Short task:
Can you reproduce all of the records below verbatim, line for line?

Material provided:
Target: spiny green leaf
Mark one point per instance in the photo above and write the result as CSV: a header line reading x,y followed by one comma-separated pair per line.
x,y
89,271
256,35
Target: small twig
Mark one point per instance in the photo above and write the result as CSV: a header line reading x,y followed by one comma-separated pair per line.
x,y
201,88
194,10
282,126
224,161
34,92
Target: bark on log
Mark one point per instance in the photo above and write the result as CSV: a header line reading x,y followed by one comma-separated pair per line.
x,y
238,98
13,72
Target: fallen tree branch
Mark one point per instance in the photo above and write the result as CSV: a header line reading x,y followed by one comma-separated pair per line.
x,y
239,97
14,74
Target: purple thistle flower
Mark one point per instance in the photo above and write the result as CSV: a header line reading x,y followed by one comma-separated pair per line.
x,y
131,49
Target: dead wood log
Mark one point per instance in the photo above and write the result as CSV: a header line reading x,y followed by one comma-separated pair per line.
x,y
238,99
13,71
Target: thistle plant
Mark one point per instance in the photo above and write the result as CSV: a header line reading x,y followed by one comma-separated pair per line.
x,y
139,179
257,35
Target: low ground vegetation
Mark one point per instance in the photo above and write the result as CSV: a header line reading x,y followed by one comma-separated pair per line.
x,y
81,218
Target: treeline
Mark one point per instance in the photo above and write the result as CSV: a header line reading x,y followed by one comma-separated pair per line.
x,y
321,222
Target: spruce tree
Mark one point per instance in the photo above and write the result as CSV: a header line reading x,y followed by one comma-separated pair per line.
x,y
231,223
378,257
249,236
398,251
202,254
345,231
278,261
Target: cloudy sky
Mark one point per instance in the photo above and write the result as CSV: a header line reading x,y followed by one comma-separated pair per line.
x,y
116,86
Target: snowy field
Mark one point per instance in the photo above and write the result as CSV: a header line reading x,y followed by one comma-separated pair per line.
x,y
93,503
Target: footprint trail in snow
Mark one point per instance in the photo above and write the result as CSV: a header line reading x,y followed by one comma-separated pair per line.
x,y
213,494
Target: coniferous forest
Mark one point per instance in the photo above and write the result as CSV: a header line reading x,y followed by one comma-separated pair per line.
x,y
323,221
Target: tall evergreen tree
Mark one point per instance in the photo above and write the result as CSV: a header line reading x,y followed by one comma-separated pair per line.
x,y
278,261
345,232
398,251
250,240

Expected answer:
Target: spiny green leaf
Mark one point per instance in the photo above and write the result as CSV: a header line reading x,y followed by one comma-separated pair per line.
x,y
89,271
256,35
Target: small twig
Mark one point per instance in the photo above and write the result as CSV: a header line reading x,y followed by one comma-separated pair per line.
x,y
201,88
194,10
282,126
224,161
34,92
Target: bark on log
Mark one point per instance in the photo above and write the result as CSV: a header line reading x,y followed by one comma-separated pair per line.
x,y
238,98
13,72
Target: fallen tree branch
Mark one point per instance in the photo above and write the result as CSV: a header line reading x,y followed by one comma-separated pair per line.
x,y
239,97
14,74
Target: purple thistle flower
Mark one point per instance in the photo above and write the result as CSV: a header line reading x,y followed by one comma-separated pair per line.
x,y
131,49
Target: dead wood log
Mark one point per instance in the photo above and write the result as CSV: a header line reading x,y followed by one comma-separated pair per line.
x,y
238,99
13,71
Target: thistle plant
Mark one point per instance in the photo above and write the result as CSV: a header line reading x,y followed by one comma-separated pair per line.
x,y
139,179
257,35
Target: low ground vegetation
Mark one point per instance in the photo above and write the result as CSV: a header line reading x,y followed by one comma-separated pair per line.
x,y
81,218
Target: treeline
Mark one point per instance in the photo above and write the result as CSV: a header line reading x,y followed by one comma-separated pair per line.
x,y
321,222
Target: spruce tree
Mark one point per instance in the photo above and write the result as CSV: a header line reading x,y followed by one comma-separated pair per line.
x,y
231,223
378,257
249,236
398,251
202,254
345,231
278,261
Target: cloudy sky
Mark one point per instance in the photo above and write the result as CSV: a header line reading x,y followed by one comma-separated pair per line.
x,y
116,86
Target: snowy field
Mark one point per instance in the photo above and write the result as CSV: a header line reading x,y followed by one comma-separated pair per line.
x,y
93,503
Target: footprint trail in snow
Mark one point per instance in the photo above and write the result as CSV: a header line reading x,y followed by one comma-separated pair per line.
x,y
213,494
Target: coniferous forest
Mark one point per instance in the photo above and write the result as CSV: a header line reading x,y followed by one comma-separated pair per line.
x,y
323,221
Target: tall evergreen tree
Mark one point per instance in the photo above and write the result as CSV: a header line reading x,y followed by one comma-separated pair per line.
x,y
278,261
345,232
398,251
250,240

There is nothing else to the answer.